- [PROBLEM]
Display every line of the material below that contains the string "shirt".

- [DATASET ENTRIES]
---*---
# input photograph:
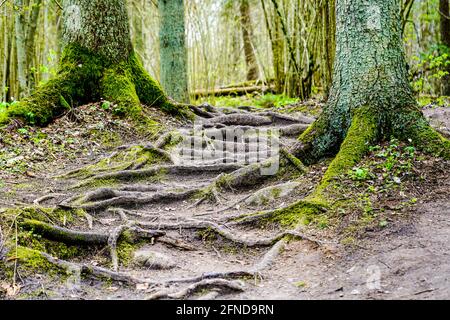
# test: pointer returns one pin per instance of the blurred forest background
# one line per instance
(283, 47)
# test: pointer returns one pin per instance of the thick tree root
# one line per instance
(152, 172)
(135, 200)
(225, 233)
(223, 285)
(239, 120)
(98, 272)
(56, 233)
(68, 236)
---*---
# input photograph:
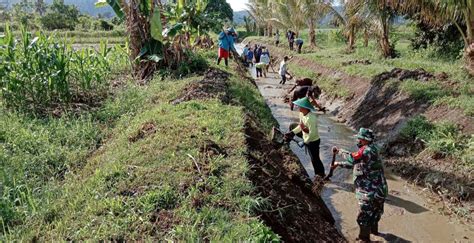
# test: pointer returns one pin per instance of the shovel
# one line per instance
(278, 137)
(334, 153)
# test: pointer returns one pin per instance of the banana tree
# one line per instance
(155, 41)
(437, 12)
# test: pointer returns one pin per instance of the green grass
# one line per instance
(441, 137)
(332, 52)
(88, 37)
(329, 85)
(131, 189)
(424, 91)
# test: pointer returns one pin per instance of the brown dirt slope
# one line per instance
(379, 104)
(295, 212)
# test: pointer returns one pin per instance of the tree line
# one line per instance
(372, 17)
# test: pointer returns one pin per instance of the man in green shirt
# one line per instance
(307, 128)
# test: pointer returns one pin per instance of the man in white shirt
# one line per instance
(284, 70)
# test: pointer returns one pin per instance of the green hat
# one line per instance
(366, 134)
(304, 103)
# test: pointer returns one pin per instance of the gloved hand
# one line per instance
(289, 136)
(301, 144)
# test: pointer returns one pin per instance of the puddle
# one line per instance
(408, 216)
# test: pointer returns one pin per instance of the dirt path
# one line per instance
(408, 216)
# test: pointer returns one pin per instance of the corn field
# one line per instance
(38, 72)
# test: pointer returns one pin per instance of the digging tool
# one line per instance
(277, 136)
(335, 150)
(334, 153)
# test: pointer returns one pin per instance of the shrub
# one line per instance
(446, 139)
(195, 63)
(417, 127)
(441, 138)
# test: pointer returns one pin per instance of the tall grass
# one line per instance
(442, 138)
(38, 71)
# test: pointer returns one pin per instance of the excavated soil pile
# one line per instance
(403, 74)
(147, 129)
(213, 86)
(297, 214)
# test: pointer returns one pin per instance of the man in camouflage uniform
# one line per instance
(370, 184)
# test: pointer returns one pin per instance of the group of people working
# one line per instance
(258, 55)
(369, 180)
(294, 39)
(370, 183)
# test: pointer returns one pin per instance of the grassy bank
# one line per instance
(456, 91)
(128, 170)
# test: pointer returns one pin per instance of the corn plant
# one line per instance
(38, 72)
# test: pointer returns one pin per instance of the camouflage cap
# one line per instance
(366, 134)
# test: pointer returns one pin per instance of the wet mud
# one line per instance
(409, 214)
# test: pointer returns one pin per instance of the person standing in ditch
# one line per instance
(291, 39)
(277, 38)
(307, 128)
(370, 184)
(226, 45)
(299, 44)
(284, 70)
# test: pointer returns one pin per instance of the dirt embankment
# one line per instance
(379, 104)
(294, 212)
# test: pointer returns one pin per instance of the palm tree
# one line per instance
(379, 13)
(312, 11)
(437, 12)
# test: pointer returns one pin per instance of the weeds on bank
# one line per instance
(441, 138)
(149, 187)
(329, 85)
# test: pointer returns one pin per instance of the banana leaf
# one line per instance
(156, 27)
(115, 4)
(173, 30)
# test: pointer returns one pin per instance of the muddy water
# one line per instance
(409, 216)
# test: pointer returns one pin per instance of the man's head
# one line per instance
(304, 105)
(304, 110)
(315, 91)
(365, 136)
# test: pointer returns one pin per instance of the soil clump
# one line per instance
---*---
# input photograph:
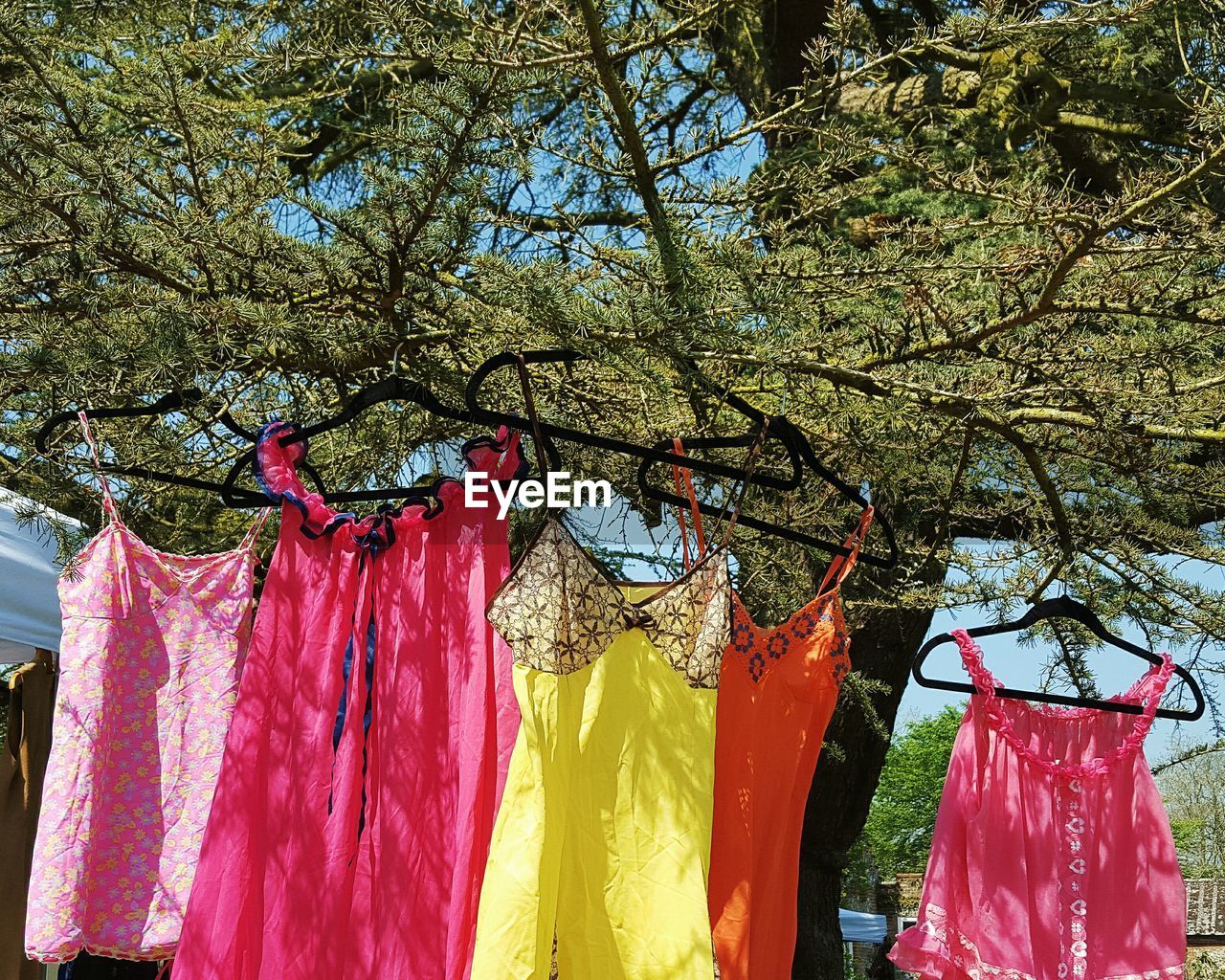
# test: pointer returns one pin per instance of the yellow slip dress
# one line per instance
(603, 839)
---*---
- [SOLUTION BELOW]
# test: pointer returns one pin per instance of the man in green shirt
# test: pointer returns one pin per instance of the man in white shirt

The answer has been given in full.